Extend the Girl in the Wood review below, beginning right after its last sentence. The rows that follow the review are not part of it.

EXCERPT TO READ.
>>

Melbourne Fringe – Girl in the Wood

melbourne-fringe-girl-in-the-wood-photo-by-court-mcallister-reviewPrimal fears of dark spaces and what lurks there permeate tales told across cultures and time. WA company Rorschach Beast make their family-friendly mystery-comedy contribution to this genre at Melbourne Fringe with Girl in the Wood.

The ‘Girl’ is Peggy, a mere lass looking for her much-loved older brother Chuck, some time after he stormed off following a family dispute. In her search, Peggy meets many characters that help or hinder her quest to rescue her sibling.

In the programme notes, Writer Geordie Crawley and Director Izzy McDonald recall their childhood and gave motivation for the piece: “There is so much fun to be had with fear and kids shouldn’t miss out on that.” The cast (Salacia Briggs, Tristan McInnes, Alicia Osyka, and Geordie Crawley) also devised aspects of the story. The particularly good moments of this collaboration tend to highlight some unevenness.

The show is aimed at kids, and some repetition of plot points is to be expected. This was very overdone though on some matters whereas some other (possibly more important) points weren’t revisited. The story also has the lumpy feeling that the completion of one of Peggy’s tasks doesn’t seem to serve a purpose.

<<

MATERIAL.
>>

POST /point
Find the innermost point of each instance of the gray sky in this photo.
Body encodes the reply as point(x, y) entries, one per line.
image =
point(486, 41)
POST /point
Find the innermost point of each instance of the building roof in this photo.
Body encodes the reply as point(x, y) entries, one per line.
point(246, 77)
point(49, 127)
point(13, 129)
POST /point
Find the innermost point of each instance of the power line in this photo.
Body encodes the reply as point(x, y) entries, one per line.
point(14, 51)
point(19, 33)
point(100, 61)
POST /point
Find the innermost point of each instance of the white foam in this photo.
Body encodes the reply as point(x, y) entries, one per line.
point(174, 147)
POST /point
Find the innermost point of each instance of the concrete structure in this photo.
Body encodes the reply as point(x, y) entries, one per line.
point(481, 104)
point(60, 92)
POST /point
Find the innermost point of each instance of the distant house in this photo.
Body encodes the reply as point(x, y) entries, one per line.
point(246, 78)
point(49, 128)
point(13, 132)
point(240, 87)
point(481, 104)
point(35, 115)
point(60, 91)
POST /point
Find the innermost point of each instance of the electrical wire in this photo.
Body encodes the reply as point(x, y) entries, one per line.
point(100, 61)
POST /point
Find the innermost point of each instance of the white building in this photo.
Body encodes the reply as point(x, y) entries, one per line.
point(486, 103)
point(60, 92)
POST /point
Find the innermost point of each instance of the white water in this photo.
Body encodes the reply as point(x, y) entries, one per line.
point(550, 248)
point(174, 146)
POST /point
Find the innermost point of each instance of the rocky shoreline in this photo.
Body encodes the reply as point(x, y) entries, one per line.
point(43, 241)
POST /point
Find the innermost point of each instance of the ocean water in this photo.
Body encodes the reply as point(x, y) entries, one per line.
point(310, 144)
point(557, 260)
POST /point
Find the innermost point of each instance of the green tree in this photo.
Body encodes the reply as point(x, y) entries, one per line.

<<

EXERCISE OUTPUT.
Possibly due to the confines of the Rehearsal Room, staging was a bit clunky. We could see the actors’ costume changes, killing the suspense of what was would happen next. And, the big villain is an incredibly low-rent prop that isn’t going to scare anyone even a little. Either rethinking this, or playing more for laughs, would make this much more satisfying.

Comedic aspects were handled quite well as shown by laughter from kids of all ages in attendance. We got to meet a range of characters; cowboy Johnny Arkansas wandering the wood looking for his Father, some crones who are more than they first appear, and a group of bandits with crucial information for Peggy. All of the eye-widening and big performances certainly suit the target audience.

Incidental soundscapes by Sound Designer Robert Woods made useful contributions to the changes in mood as the story navigated its twists.

Whilst Girl in the Wood doesn’t match the suspense and wit of a Rama Nicholas offering, Mary Weather’s Monsters it also doesn’t have any colourful concepts or language to worry parents. It is still a Fringe-worthy show that kids might particularly enjoy. Take them along, and help Rorschach Beast get some cash together so that they’ll be able to build on the promise of these early ink blots.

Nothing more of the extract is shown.